» 文書の一部
+===+

Posted on 2019.7.28 19:17

レッドマーキーは虜に!愛らしくも示唆的な彼女が示すポップの現在形

開始10分前から、大勢の人が詰めかけるレッドマーキー。サウンドチェック中のバンドから、聞き覚えのあるフレーズが飛び出すだけで歓声があがり、注目度の高さが伺える。オーストラリアはパース出身のシンガーソングライター、ステラ・ドネリーの待望の初来日ステージだ。

ABBAの“Dancing Queen”が流れる中、踊りながら登場したステラ。幼少期の自らの写真が大写しとなったスクリーンをバックに、「元気ですか!」といきなり日本語で会場を沸かせると、1曲目“Grey”が始まる。ハイフレットにカポタストをつけ、シンプルに爪弾くその姿は、ジェフ・バックリィやエリオット・スミスといった往年の名シンガーソングライターを彷彿とさせる。歌心溢れる甘美なメロディに、どことなく憂いが混ざるあの感じだ。

+===+

» データ抜粋
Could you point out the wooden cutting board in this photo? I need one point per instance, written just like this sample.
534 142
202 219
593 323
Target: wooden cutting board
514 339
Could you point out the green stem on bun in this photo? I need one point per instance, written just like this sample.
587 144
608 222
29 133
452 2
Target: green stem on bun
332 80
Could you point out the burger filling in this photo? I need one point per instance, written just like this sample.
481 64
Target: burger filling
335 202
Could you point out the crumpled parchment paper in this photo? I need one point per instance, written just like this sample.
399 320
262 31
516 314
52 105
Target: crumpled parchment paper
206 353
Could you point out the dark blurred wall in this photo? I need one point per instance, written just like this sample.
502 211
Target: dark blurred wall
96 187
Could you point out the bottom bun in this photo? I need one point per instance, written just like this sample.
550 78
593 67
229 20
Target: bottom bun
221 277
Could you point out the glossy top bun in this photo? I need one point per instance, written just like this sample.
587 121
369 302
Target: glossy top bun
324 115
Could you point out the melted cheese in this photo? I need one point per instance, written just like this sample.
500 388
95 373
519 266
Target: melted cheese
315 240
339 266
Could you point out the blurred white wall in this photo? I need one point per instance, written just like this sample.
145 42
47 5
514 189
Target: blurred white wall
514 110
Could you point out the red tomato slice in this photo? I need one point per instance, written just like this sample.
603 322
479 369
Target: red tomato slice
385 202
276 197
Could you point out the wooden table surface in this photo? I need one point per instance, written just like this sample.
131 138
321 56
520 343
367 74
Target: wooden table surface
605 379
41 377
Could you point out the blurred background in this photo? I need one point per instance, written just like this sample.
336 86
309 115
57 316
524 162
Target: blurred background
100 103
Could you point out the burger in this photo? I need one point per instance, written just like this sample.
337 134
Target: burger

+===+

» 課題の指示
**1.** 記事の、「レッドマーキーは虜に!愛らしくも示唆的な彼女が示すポップの現在形」で始まり「なく憂いが混ざるあの感じだ。」までの部分を、一字一句変えずに繰り返しなさい。
**2.** エントリーのうち、「Could you point out the dark」を含む行から最後の行までを、両端の行も含めて、「番号」と「行の内容」の2列からなるMarkdownの表で表しなさい。空行は除くこと。
上の記事とエントリーは、互いにまったく関係がない。

» 解答一覧
**1.**
レッドマーキーは虜に!愛らしくも示唆的な彼女が示すポップの現在形

開始10分前から、大勢の人が詰めかけるレッドマーキー。サウンドチェック中のバンドから、聞き覚えのあるフレーズが飛び出すだけで歓声があがり、注目度の高さが伺える。オーストラリアはパース出身のシンガーソングライター、ステラ・ドネリーの待望の初来日ステージだ。

ABBAの“Dancing Queen”が流れる中、踊りながら登場したステラ。幼少期の自らの写真が大写しとなったスクリーンをバックに、「元気ですか!」といきなり日本語で会場を沸かせると、1曲目“Grey”が始まる。ハイフレットにカポタストをつけ、シンプルに爪弾くその姿は、ジェフ・バックリィやエリオット・スミスといった往年の名シンガーソングライターを彷彿とさせる。歌心溢れる甘美なメロディに、どことなく憂いが混ざるあの感じだ。

**2.**
| 番号 | 行の内容 |
|---|---|
| 1 | Could you point out the dark blurred wall in this photo? I need one point per instance, written just like this sample. |
| 2 | 502 211 |
| 3 | Target: dark blurred wall |
| 4 | 96 187 |
| 5 | Could you point out the bottom bun in this photo? I need one point per instance, written just like this sample. |
| 6 | 550 78 |
| 7 | 593 67 |
| 8 | 229 20 |
| 9 | Target: bottom bun |
| 10 | 221 277 |
| 11 | Could you point out the glossy top bun in this photo? I need one point per instance, written just like this sample. |
| 12 | 587 121 |
| 13 | 369 302 |
| 14 | Target: glossy top bun |
| 15 | 324 115 |
| 16 | Could you point out the melted cheese in this photo? I need one point per instance, written just like this sample. |
| 17 | 500 388 |
| 18 | 95 373 |
| 19 | 519 266 |
| 20 | Target: melted cheese |
| 21 | 315 240 |
| 22 | 339 266 |
| 23 | Could you point out the blurred white wall in this photo? I need one point per instance, written just like this sample. |
| 24 | 145 42 |
| 25 | 47 5 |
| 26 | 514 189 |
| 27 | Target: blurred white wall |
| 28 | 514 110 |
| 29 | Could you point out the red tomato slice in this photo? I need one point per instance, written just like this sample. |
| 30 | 603 322 |
| 31 | 479 369 |
| 32 | Target: red tomato slice |
| 33 | 385 202 |
| 34 | 276 197 |
| 35 | Could you point out the wooden table surface in this photo? I need one point per instance, written just like this sample. |
| 36 | 131 138 |
| 37 | 321 56 |
| 38 | 520 343 |
| 39 | 367 74 |
| 40 | Target: wooden table surface |
| 41 | 605 379 |
| 42 | 41 377 |
| 43 | Could you point out the blurred background in this photo? I need one point per instance, written just like this sample. |
| 44 | 336 86 |
| 45 | 309 115 |
| 46 | 57 316 |
| 47 | 524 162 |
| 48 | Target: blurred background |
| 49 | 100 103 |
| 50 | Could you point out the burger in this photo? I need one point per instance, written just like this sample. |
| 51 | 337 134 |
| 52 | Target: burger |